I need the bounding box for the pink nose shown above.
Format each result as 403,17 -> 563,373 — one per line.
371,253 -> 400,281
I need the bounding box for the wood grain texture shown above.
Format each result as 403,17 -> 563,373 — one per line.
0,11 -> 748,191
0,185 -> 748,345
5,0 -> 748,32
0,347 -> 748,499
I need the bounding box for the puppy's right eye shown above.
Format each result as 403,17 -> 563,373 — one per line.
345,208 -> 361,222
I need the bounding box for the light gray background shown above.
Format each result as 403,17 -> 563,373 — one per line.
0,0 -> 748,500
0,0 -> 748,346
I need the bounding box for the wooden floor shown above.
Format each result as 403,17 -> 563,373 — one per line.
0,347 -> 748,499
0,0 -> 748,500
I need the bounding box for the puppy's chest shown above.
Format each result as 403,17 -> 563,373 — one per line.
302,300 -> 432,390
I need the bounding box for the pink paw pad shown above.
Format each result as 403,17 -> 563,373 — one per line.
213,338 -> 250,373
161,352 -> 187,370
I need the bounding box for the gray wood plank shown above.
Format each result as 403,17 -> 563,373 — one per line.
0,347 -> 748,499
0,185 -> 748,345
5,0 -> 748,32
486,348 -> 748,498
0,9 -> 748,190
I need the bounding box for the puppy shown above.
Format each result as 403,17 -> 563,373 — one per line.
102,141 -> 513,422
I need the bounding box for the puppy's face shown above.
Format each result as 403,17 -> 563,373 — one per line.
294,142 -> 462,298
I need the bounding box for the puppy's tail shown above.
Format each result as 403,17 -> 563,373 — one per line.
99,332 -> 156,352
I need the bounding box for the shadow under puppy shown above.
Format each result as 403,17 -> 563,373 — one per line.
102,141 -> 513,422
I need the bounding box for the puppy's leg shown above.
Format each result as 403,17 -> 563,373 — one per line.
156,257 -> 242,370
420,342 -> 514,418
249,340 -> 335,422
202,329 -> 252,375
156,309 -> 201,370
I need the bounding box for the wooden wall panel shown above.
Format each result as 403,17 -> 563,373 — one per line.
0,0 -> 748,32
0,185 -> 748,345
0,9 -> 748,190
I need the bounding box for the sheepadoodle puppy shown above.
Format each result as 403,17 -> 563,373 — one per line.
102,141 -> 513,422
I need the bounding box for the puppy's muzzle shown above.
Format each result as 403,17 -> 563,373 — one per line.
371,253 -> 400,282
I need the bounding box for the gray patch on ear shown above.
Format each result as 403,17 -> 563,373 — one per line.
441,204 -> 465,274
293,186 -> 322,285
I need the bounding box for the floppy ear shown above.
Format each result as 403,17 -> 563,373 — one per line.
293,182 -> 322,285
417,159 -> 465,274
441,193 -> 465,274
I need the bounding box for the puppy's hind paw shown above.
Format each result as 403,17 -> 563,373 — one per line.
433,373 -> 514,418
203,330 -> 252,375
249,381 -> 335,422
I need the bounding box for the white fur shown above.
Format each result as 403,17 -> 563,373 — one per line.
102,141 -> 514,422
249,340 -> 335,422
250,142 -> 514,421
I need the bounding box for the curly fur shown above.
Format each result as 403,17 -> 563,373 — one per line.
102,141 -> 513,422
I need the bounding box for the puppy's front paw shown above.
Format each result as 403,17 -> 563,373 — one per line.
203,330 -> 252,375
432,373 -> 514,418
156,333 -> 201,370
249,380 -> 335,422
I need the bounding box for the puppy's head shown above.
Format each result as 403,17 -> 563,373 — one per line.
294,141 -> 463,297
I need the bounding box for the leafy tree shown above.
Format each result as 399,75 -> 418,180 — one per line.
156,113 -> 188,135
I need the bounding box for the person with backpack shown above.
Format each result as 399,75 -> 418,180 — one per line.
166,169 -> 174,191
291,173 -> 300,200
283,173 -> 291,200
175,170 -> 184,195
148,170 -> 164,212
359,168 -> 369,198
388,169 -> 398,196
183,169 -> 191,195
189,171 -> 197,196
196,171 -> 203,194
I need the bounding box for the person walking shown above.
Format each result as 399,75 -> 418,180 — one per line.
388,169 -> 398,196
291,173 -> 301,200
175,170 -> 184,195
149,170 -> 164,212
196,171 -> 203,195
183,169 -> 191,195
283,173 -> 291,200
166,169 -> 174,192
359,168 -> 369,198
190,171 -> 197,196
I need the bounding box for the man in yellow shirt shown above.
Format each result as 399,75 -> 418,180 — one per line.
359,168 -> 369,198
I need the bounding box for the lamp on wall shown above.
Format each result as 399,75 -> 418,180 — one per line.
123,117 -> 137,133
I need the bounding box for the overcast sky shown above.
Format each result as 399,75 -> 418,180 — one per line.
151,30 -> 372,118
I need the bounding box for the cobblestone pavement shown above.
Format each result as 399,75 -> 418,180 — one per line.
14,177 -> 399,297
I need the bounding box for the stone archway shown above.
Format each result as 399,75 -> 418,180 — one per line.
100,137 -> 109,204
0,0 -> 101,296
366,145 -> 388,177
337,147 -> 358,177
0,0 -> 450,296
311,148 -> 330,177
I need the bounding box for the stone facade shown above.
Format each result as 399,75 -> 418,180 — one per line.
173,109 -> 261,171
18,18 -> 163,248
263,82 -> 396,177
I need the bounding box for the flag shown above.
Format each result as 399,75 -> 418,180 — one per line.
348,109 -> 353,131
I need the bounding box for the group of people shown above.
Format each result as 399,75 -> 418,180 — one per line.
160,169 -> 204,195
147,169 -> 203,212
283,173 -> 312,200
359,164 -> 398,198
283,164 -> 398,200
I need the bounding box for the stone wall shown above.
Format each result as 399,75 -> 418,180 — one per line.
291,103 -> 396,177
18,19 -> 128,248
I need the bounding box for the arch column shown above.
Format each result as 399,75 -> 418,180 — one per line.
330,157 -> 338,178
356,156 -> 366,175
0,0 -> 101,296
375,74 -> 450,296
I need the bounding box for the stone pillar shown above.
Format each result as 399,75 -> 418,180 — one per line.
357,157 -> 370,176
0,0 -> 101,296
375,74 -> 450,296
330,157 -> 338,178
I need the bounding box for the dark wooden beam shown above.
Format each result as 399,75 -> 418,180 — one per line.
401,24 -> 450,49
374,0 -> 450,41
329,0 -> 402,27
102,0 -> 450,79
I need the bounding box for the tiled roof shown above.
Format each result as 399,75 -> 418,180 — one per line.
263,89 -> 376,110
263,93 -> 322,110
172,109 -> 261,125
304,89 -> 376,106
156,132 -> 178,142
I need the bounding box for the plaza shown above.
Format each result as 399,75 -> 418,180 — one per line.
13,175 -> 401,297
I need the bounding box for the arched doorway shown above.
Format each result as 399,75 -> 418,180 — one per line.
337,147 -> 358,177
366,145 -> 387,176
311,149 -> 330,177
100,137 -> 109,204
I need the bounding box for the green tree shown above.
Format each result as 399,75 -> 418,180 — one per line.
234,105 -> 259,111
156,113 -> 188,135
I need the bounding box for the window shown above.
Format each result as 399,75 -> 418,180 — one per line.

-------------------------

Goal ::
Please pull out every line of the rows above that contains the word "person", treating uppercase and lowercase as different.

Output for this exercise ::
I need the bounding box for the person with backpack shown above.
I need the bounding box for the person walking shown above.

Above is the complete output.